» Instructions to follow
State how many lines in the records below contain the word "alligator". Reply with the number alone.

============

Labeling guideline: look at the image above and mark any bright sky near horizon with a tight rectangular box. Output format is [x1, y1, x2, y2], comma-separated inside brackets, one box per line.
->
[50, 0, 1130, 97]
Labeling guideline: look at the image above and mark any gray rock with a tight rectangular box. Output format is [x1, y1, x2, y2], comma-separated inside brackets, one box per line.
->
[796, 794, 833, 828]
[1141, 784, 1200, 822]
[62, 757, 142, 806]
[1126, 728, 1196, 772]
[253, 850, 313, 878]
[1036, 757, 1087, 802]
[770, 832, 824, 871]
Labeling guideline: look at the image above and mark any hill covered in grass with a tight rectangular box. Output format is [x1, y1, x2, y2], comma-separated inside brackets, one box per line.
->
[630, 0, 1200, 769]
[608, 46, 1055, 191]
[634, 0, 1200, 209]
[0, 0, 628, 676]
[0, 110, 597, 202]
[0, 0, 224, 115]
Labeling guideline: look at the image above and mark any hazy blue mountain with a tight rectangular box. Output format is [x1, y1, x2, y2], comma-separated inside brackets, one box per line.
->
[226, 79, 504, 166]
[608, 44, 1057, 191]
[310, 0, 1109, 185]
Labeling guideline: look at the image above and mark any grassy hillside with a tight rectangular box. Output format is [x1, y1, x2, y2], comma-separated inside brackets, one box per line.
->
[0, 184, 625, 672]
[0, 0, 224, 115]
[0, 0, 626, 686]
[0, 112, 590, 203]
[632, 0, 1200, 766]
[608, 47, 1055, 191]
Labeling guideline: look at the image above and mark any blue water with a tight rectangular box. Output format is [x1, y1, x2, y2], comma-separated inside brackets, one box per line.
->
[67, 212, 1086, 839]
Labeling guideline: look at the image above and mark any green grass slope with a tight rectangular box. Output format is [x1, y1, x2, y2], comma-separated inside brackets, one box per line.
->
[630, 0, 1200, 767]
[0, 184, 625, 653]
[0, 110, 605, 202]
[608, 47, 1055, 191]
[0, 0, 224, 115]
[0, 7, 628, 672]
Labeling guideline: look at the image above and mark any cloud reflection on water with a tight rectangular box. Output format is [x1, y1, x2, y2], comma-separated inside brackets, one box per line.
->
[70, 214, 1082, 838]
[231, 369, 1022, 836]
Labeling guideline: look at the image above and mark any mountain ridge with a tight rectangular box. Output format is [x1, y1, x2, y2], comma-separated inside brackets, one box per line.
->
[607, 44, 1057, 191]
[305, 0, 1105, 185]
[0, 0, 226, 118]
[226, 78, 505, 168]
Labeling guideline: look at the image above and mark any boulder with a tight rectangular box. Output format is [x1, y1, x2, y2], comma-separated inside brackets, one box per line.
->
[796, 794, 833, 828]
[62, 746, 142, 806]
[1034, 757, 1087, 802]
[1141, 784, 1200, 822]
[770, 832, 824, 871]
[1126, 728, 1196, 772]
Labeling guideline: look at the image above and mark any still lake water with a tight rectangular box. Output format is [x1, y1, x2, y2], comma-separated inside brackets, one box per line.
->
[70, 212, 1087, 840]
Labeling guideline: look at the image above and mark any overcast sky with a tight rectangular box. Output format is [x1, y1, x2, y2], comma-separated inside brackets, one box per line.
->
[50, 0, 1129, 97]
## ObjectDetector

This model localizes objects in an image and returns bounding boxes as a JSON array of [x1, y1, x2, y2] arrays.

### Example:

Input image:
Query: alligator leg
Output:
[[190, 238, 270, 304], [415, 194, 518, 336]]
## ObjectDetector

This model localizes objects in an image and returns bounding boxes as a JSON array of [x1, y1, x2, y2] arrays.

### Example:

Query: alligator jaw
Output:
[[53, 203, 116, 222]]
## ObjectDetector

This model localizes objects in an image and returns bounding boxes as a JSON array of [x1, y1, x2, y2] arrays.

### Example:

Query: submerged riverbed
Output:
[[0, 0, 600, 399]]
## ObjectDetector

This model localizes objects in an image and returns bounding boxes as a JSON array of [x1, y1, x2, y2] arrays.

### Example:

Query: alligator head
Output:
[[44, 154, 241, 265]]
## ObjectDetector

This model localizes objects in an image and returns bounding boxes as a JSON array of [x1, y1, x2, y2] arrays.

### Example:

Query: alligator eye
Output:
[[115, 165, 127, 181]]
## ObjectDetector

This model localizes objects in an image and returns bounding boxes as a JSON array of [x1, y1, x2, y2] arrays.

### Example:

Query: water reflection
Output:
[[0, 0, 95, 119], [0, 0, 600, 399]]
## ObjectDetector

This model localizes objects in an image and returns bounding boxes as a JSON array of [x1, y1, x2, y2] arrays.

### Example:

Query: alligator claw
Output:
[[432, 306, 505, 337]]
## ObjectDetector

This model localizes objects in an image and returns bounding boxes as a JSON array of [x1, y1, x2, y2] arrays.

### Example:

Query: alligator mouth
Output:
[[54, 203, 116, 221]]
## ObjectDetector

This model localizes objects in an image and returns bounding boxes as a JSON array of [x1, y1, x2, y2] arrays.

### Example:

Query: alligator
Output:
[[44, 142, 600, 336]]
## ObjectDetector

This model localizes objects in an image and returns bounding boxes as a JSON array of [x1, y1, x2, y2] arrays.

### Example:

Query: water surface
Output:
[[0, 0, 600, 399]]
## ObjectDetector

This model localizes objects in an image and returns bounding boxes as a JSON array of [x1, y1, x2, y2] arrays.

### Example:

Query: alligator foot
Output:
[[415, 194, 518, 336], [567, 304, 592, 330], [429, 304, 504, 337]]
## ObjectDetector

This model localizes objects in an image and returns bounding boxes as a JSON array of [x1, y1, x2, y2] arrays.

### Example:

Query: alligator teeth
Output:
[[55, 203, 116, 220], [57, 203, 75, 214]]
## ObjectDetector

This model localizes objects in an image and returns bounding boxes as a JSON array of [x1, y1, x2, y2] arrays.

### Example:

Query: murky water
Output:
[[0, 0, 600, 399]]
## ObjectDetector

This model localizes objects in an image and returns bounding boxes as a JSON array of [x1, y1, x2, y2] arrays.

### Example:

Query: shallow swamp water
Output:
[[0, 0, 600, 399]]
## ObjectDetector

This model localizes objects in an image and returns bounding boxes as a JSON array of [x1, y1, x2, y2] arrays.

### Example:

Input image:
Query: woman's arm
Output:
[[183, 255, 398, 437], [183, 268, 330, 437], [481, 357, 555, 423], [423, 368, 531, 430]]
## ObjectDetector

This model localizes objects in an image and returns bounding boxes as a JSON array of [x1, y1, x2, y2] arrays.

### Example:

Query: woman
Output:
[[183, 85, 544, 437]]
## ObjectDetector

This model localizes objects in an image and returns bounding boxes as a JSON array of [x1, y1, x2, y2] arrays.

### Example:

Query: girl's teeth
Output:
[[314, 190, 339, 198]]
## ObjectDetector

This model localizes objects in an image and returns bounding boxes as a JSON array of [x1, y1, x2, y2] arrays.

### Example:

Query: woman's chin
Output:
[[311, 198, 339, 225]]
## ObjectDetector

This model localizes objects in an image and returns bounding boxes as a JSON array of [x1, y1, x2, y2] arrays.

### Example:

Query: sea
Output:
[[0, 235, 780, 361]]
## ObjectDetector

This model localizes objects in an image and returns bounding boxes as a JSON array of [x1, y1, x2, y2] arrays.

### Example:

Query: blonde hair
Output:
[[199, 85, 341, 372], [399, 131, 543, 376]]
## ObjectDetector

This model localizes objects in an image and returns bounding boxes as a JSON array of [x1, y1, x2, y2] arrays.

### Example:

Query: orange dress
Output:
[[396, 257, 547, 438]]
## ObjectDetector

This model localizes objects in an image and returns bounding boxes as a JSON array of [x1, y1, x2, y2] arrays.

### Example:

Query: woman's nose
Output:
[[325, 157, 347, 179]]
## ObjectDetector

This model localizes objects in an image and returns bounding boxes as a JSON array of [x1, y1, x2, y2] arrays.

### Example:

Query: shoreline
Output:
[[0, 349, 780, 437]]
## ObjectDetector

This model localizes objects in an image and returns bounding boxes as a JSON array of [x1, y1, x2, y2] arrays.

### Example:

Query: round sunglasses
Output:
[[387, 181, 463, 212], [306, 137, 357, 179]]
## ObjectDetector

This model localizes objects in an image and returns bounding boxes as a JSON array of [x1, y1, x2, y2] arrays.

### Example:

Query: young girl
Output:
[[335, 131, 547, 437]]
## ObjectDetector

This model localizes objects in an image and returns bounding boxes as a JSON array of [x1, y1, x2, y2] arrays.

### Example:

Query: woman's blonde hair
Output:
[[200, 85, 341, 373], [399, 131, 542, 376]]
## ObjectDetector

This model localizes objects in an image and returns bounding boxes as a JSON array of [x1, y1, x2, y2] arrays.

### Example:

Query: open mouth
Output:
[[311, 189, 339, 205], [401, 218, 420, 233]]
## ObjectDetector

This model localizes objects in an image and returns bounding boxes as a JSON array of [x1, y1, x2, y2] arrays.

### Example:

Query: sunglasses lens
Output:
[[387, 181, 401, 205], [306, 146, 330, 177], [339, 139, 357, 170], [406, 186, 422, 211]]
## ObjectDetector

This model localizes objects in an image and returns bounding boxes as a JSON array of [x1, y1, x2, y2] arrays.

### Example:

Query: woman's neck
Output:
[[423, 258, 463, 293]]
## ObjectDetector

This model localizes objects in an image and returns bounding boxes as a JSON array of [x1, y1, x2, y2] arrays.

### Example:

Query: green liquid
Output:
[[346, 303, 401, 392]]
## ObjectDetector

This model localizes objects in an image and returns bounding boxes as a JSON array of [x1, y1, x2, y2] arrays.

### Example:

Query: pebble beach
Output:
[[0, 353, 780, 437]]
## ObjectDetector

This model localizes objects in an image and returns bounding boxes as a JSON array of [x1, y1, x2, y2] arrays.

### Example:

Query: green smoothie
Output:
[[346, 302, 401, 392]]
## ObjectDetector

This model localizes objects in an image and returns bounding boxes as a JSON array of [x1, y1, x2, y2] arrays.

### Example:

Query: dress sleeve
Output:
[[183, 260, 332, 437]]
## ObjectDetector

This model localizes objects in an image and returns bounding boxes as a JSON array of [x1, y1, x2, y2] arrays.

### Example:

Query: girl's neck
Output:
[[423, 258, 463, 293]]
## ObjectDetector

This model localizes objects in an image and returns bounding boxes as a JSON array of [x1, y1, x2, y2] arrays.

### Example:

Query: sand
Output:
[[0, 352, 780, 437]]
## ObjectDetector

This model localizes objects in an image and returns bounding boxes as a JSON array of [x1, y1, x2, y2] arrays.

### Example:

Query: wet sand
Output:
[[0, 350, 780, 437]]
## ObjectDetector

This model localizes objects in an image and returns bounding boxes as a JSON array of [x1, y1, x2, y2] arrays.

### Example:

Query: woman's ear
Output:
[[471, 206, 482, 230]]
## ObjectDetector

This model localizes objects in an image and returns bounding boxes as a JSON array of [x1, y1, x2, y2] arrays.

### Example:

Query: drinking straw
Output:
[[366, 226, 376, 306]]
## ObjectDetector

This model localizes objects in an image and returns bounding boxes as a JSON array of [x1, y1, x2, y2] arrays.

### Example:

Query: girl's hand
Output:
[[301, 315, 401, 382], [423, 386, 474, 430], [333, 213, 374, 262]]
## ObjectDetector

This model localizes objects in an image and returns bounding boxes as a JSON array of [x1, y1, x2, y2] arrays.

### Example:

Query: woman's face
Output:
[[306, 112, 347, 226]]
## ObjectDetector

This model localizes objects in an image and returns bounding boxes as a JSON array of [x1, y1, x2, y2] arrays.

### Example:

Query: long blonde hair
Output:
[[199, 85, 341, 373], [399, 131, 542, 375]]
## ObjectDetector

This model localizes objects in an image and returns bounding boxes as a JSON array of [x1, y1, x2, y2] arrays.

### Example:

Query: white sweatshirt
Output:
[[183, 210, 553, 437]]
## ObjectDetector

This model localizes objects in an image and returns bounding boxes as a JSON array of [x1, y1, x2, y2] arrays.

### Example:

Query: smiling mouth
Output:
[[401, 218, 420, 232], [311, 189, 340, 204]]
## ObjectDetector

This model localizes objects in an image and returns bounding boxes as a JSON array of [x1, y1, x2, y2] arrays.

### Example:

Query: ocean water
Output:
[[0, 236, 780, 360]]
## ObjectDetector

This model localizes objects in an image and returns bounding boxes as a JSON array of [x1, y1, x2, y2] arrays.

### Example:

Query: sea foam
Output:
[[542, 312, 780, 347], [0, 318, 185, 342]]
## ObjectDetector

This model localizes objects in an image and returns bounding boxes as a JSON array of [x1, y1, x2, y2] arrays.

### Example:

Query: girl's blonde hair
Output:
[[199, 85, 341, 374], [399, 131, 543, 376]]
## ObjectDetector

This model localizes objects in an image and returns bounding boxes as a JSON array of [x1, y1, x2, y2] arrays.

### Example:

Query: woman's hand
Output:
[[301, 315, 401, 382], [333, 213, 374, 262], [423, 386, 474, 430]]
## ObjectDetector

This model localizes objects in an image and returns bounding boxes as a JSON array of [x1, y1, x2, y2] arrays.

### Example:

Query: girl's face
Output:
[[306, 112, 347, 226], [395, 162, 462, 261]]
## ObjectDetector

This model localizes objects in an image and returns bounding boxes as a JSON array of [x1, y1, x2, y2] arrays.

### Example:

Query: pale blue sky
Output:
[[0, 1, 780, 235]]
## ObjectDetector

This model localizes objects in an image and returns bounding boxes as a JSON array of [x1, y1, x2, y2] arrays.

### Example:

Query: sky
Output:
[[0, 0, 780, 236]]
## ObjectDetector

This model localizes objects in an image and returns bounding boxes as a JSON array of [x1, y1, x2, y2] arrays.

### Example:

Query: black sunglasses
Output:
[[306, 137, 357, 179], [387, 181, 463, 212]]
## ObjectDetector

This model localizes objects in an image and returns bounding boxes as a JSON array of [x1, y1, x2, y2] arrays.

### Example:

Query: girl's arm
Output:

============

» Response to the task
9